___ TEXT PROVIDED ___
In lesser light, the results are much softer and a lot of the detail disappears. It’s not a great camera overall, but like a lot of the components of the CAT S42, it’s just good enough for its intended work-centric uses. Likewise, the video footage you get will be fine for quick purposes, but it maxes out at 1080p resolution at just 30 frames per second, so you’re not going to get particularly stellar results from it.
The 4,200mAh battery pack here is solidly sizable, and especially so for a low-powered phone with a smaller, low-resolution screen. As a result, it’s built to last: with modest use, you should be able to stretch the CAT S42 out across two full days (morning to bedtime) on a single charge, or potentially more. I used the CAT S42 as my everyday phone and typically ended a day with 50-60 percent left in the tank, and that resilience should be very handy for professional usage.
I dropped my review unit onto hard floors several times from the same height and did not crack or damage the screen at all.
The CAT S42 ships with Android 10 installed, and an Android 11 upgrade has been promised at some point down the line. The software largely looks and feels like stock Android, albeit with some CAT flourishes. There’s a pre-installed Toolbox app here that essentially points you towards an array of apps from CAT and its partners, which you’ll then need to download from the Play Store.
As mentioned, the low-end processor means that Android feels sluggish here throughout, and sometimes it takes a moment or two for the operating system to respond to a tap. Every so often, it doesn’t respond at all when you tap something. That’s not great, but aside from those occasional blips, the CAT S42 can accomplish everyday tasks, just slowly at times.
The programmable orange key on the left side of the phone can be used for push-to-talk modes on supported carriers, plus you can assign actions—like launching the flashlight, camera, or waking the screen—to either a double-tap or long press. With no fingerprint sensor or other sort of biometric security on the device, unfortunately, you’ll have to stick with a screen lock such as a PIN code, password, or pattern.
___ RAW DATA ___
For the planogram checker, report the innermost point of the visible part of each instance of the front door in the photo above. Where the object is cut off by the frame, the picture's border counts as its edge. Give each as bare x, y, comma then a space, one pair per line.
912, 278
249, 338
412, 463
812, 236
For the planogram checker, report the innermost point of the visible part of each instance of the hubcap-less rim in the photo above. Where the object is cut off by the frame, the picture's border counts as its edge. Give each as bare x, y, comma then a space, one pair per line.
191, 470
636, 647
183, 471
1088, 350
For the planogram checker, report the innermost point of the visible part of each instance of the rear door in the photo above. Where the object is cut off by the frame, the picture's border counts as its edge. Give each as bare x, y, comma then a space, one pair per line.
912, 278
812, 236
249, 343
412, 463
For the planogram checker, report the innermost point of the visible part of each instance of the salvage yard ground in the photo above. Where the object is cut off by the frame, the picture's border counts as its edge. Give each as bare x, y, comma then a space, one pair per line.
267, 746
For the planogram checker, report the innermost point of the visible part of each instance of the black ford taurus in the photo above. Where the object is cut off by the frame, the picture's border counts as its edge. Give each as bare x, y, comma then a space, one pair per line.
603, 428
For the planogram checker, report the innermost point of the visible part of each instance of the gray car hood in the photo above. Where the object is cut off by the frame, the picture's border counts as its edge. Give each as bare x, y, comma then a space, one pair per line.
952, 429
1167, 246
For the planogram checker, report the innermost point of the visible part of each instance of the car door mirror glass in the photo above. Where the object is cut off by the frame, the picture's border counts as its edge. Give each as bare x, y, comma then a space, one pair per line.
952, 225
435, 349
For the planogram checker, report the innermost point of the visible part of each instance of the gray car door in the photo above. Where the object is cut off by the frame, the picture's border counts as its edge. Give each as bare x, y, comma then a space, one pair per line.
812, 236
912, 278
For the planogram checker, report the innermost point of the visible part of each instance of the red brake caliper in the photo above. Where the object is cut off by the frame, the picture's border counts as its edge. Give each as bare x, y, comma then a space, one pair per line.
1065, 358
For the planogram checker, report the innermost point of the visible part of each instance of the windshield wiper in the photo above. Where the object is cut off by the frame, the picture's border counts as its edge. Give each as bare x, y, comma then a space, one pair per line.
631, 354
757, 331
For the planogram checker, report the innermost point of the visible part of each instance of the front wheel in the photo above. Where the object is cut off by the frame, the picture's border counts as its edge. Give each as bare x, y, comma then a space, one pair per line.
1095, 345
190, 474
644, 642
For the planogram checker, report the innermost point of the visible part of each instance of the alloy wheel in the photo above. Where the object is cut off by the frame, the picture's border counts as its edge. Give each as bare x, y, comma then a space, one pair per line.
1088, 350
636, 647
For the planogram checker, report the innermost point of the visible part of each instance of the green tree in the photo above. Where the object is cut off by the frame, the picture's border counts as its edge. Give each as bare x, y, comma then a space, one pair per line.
___
_QUESTIONS_:
a. List every type of screen lock that the CAT S42 review names as an option.
b. Copy the passage of the CAT S42 review word for word, starting at "As mentioned, the" and ending at "slowly at times.".

_SOLUTIONS TO THE PROBLEMS_:
a. PIN code, password, pattern

b.
As mentioned, the low-end processor means that Android feels sluggish here throughout, and sometimes it takes a moment or two for the operating system to respond to a tap. Every so often, it doesn’t respond at all when you tap something. That’s not great, but aside from those occasional blips, the CAT S42 can accomplish everyday tasks, just slowly at times.